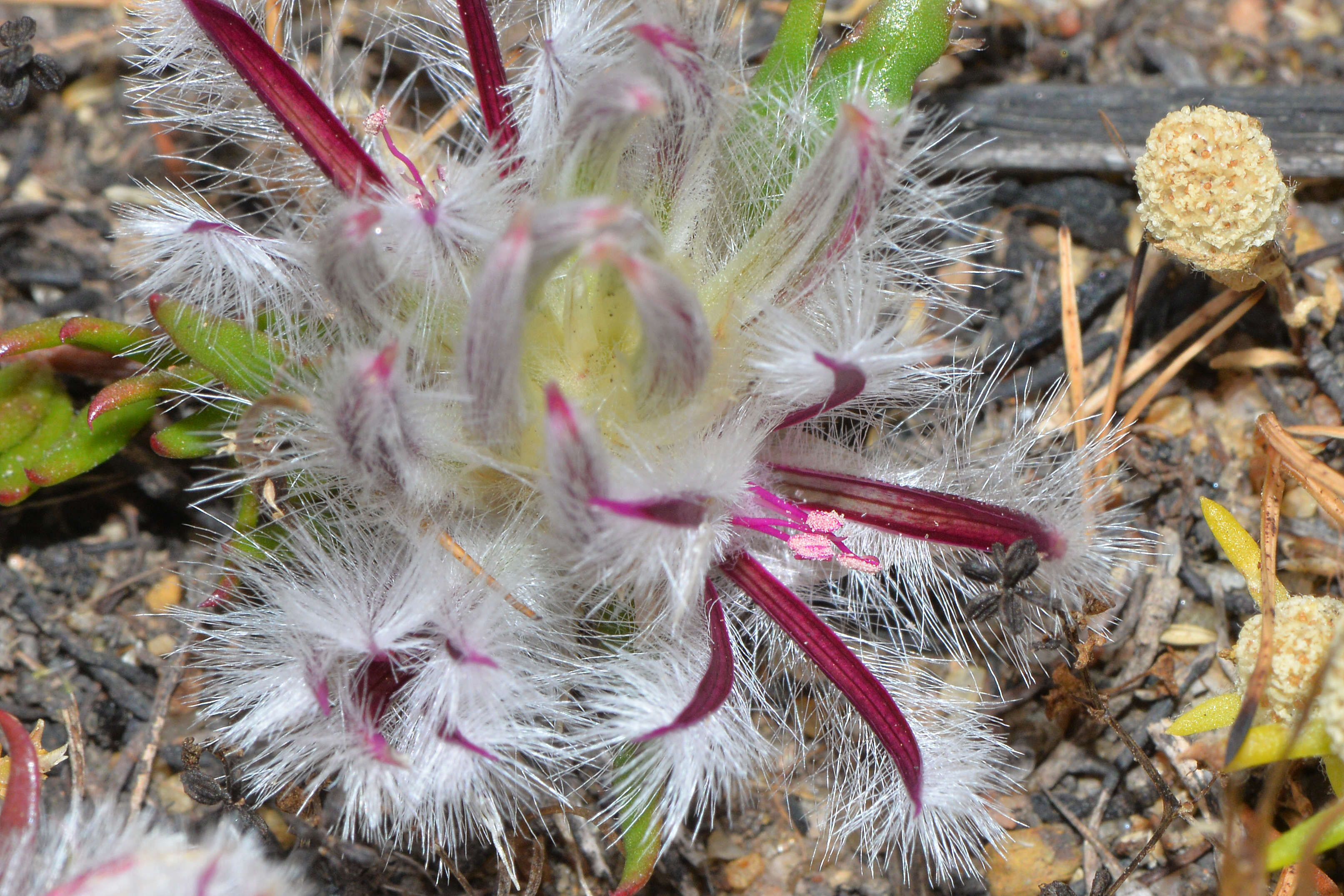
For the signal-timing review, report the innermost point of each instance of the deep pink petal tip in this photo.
(850, 382)
(837, 663)
(717, 683)
(917, 514)
(483, 49)
(295, 104)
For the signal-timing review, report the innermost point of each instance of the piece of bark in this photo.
(1057, 128)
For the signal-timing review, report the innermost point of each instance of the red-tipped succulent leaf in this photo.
(23, 794)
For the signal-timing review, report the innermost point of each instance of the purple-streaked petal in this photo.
(455, 736)
(675, 511)
(322, 694)
(494, 336)
(375, 686)
(207, 876)
(717, 684)
(22, 808)
(468, 656)
(210, 226)
(850, 382)
(483, 49)
(917, 514)
(576, 459)
(308, 120)
(837, 663)
(675, 343)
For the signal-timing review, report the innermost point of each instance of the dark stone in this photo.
(1088, 206)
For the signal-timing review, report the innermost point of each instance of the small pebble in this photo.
(1031, 859)
(741, 872)
(166, 593)
(162, 645)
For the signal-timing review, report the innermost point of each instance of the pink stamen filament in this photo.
(812, 535)
(378, 121)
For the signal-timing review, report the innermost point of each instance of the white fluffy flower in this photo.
(569, 444)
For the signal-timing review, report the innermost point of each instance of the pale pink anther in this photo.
(826, 522)
(861, 563)
(375, 121)
(377, 124)
(811, 546)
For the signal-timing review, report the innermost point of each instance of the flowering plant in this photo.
(590, 449)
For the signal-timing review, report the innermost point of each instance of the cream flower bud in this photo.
(1304, 629)
(1212, 192)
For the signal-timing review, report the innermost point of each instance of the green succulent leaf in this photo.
(26, 393)
(30, 338)
(256, 538)
(82, 447)
(242, 358)
(15, 375)
(57, 421)
(192, 437)
(894, 43)
(147, 387)
(791, 54)
(1289, 848)
(639, 820)
(112, 338)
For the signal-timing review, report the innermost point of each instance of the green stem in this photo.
(889, 50)
(791, 54)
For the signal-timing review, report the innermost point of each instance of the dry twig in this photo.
(1073, 335)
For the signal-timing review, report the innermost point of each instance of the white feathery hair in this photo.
(468, 691)
(102, 851)
(541, 351)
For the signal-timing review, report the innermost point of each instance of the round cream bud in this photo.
(1304, 629)
(1212, 192)
(1330, 704)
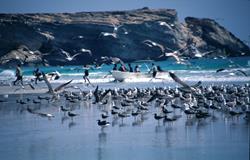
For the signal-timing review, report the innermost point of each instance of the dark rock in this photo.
(40, 38)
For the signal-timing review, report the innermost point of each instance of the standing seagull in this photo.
(68, 57)
(55, 91)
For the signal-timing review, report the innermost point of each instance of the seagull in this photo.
(113, 34)
(86, 51)
(198, 54)
(176, 57)
(116, 27)
(178, 80)
(105, 34)
(114, 60)
(102, 123)
(68, 57)
(154, 44)
(48, 115)
(70, 114)
(57, 89)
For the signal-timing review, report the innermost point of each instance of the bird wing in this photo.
(75, 55)
(219, 70)
(66, 53)
(153, 97)
(197, 84)
(151, 43)
(48, 83)
(244, 73)
(104, 94)
(31, 86)
(62, 86)
(178, 80)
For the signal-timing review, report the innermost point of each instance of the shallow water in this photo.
(199, 70)
(28, 136)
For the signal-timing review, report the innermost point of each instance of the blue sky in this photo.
(233, 14)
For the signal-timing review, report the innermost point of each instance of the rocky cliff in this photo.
(129, 35)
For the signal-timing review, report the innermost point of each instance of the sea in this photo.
(201, 69)
(26, 136)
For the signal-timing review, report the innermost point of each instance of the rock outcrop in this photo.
(129, 35)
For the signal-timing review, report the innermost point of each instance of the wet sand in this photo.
(29, 136)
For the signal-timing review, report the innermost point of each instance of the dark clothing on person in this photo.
(37, 75)
(86, 73)
(137, 69)
(159, 69)
(115, 67)
(19, 75)
(122, 68)
(85, 77)
(130, 68)
(154, 70)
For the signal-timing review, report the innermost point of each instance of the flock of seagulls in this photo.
(197, 101)
(70, 58)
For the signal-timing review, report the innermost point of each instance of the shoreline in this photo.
(41, 87)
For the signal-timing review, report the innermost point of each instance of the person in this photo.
(159, 69)
(130, 68)
(85, 77)
(153, 70)
(37, 75)
(122, 68)
(137, 69)
(115, 67)
(19, 75)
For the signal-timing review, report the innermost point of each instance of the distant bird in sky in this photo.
(68, 56)
(113, 34)
(178, 59)
(151, 44)
(113, 60)
(86, 51)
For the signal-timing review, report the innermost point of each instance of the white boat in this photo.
(121, 76)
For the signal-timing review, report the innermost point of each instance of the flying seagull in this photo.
(68, 57)
(154, 44)
(178, 80)
(113, 60)
(113, 34)
(176, 57)
(86, 51)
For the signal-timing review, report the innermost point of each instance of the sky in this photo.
(234, 15)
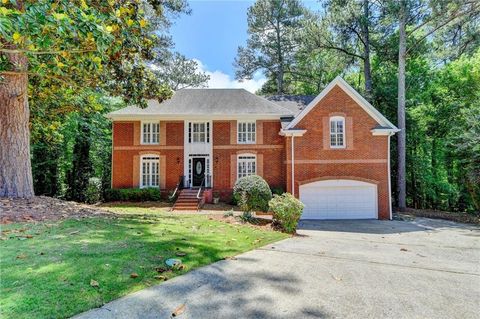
◇ ◇ ◇ ◇ ◇
▸ The exercise
Pull from the records every line that contains the word "succulent", and reproduce each such line in full.

▸ Task response
For the signal-timing review, report the innermost point of each instance of the red-tipped succulent leaf in this photo.
For the signal-timing review, report the innermost point of each instance of the green succulent leaf in this photo.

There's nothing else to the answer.